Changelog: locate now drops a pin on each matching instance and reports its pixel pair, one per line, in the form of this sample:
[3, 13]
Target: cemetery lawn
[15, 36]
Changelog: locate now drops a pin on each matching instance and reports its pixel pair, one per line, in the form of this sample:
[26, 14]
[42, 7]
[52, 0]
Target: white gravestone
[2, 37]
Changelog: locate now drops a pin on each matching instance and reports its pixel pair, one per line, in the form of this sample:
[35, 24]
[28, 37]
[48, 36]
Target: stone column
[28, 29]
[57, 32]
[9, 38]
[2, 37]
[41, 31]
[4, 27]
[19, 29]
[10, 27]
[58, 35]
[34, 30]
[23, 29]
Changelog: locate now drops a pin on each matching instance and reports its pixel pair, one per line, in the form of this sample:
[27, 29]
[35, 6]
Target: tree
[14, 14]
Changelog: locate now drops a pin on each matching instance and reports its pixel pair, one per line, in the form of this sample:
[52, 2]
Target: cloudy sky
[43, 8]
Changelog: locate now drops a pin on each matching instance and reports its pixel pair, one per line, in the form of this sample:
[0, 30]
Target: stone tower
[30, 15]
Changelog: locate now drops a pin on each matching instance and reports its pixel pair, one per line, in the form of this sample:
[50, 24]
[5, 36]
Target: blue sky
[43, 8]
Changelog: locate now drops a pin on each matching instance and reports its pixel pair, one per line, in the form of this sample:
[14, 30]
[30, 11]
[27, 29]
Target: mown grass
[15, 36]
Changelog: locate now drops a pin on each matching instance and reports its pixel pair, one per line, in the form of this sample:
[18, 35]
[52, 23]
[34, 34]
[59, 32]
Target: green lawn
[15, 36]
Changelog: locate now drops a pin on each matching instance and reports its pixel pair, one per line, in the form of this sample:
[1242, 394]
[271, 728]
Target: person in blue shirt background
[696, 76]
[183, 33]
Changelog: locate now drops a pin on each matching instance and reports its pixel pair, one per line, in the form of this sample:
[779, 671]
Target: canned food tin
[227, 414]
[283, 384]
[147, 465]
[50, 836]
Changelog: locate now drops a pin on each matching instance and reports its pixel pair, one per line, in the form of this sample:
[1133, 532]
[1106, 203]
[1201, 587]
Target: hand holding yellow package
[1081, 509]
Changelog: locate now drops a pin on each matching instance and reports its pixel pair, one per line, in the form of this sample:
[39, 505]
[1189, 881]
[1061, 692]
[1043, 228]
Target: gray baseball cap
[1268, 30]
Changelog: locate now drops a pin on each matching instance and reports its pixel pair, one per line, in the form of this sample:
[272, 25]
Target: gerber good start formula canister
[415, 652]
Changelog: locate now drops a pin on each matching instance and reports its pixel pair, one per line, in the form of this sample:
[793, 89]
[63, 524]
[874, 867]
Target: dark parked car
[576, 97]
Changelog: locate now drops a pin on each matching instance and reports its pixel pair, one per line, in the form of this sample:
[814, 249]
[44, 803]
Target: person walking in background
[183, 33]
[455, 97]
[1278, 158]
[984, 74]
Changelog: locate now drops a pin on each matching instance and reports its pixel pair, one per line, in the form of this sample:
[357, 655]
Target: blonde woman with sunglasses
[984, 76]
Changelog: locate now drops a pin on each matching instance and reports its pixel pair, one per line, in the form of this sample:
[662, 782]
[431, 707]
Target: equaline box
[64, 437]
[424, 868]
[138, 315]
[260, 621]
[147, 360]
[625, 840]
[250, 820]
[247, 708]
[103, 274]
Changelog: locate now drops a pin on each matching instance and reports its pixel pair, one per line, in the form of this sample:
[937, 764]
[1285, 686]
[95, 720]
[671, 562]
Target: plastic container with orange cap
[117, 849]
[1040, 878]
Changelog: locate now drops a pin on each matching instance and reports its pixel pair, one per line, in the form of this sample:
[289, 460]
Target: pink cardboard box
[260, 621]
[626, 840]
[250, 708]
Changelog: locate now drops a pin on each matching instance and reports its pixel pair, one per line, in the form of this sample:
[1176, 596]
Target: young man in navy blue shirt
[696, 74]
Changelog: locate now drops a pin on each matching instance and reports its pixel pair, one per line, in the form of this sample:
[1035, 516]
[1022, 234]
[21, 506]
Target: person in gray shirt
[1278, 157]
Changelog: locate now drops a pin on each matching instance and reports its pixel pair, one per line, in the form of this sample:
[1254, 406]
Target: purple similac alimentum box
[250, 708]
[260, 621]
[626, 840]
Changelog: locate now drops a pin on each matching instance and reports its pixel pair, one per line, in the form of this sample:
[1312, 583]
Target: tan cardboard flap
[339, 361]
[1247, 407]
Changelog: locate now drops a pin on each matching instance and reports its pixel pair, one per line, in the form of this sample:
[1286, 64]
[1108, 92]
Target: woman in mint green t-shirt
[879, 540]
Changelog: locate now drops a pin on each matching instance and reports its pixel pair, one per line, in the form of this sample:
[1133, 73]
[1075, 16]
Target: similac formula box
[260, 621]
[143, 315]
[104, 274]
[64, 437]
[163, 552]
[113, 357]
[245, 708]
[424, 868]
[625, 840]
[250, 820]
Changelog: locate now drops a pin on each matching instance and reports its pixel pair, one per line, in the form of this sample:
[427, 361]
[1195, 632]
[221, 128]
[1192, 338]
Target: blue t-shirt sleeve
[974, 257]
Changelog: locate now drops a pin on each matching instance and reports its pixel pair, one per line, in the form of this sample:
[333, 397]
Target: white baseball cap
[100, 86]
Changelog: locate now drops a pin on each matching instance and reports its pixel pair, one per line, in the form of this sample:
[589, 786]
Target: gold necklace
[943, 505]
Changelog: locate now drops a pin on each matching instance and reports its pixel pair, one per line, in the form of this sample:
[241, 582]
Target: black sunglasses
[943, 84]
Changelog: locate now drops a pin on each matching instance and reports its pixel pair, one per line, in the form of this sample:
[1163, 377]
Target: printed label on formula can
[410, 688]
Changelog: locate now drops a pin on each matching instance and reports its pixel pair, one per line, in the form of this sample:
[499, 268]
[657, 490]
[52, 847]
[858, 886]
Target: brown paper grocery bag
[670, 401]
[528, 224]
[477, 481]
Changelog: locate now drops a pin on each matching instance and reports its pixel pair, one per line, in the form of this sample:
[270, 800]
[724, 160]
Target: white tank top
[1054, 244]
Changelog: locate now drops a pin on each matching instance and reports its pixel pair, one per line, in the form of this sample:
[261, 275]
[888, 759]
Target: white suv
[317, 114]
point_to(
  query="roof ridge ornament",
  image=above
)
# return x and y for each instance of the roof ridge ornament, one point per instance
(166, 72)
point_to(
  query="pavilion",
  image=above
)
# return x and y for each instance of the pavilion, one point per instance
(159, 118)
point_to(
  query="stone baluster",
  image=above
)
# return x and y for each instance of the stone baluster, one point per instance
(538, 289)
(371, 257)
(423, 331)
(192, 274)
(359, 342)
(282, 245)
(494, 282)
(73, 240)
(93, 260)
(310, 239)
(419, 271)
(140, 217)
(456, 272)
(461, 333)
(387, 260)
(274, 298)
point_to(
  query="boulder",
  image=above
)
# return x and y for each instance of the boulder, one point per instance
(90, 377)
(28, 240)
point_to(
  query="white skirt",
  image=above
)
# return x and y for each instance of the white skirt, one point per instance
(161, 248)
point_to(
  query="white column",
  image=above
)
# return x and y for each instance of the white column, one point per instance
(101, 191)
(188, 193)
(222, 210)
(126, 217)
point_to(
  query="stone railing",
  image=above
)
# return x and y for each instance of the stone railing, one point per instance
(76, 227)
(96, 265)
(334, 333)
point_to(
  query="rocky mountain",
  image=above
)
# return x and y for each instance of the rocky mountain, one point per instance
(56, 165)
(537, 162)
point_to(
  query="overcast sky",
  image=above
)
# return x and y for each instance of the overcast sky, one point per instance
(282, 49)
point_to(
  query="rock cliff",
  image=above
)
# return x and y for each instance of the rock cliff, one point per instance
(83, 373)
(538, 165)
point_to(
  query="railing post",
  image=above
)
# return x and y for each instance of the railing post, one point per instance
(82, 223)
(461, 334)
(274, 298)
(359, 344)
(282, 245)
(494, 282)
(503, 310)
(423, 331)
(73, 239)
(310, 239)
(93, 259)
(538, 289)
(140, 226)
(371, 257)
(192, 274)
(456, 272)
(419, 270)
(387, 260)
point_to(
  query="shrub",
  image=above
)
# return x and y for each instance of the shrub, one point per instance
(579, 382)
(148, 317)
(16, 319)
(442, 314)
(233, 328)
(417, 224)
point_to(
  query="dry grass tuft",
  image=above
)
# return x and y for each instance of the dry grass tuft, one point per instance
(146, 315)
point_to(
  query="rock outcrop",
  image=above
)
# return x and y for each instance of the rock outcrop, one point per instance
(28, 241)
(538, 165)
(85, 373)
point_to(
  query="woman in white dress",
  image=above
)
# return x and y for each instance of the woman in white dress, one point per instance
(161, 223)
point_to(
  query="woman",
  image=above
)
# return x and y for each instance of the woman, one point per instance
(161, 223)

────────────────

_TASK ITEM_
Could you return exactly the stretch of the data above that starts at the line with "[1201, 587]" and ends at the line with "[1176, 596]", both lines included?

_WRITTEN RESPONSE_
[1201, 587]
Target: hand holding yellow package
[1081, 509]
Changelog: locate now drops a pin on each matching instance and reports its pixel pair, one per line, in the form of this sample:
[39, 505]
[1189, 881]
[1061, 692]
[1043, 228]
Target: gray baseball cap
[1268, 30]
Changelog: locate now drops a pin on each matching instance and reports its pixel pair, one per line, in the form of this sample:
[272, 25]
Target: gerber good start formula canister
[415, 652]
Changelog: locate now drops a pin on each matching instance and reports its pixel pair, one per line, in the form of this sample:
[793, 89]
[63, 524]
[874, 867]
Target: dark parked car
[576, 97]
Changelog: locate now drops a pin on each matching instance and reports its pixel pair, one per line, in the form of this sample:
[814, 249]
[44, 803]
Target: person walking in background
[183, 33]
[455, 97]
[1278, 158]
[984, 74]
Changelog: locate now drops a pin on each matching instance and reports its pixel pair, one per line, in the form of this sample:
[357, 655]
Target: blonde woman with sunglasses
[984, 76]
Changelog: locate now drops a pin on each matching instance and reports its pixel pair, one per line, in the form of this sample:
[662, 782]
[431, 707]
Target: equaline box
[64, 437]
[424, 868]
[138, 315]
[260, 621]
[147, 360]
[625, 840]
[250, 820]
[247, 708]
[103, 274]
Changelog: locate now drops a pin on each matching instance and reports its pixel pair, one per line, in the form of this sample:
[937, 764]
[1285, 686]
[95, 720]
[671, 562]
Target: plastic container with orange cap
[117, 849]
[1040, 878]
Changelog: locate now drops a pin on each matching instance and reports its pixel pair, one per line, in the form of this sample:
[289, 460]
Target: pink cardboard box
[260, 621]
[626, 840]
[250, 708]
Changelog: locate now drops a pin on each matching instance and reports its pixel pair, one per line, in the form of this sample:
[1176, 596]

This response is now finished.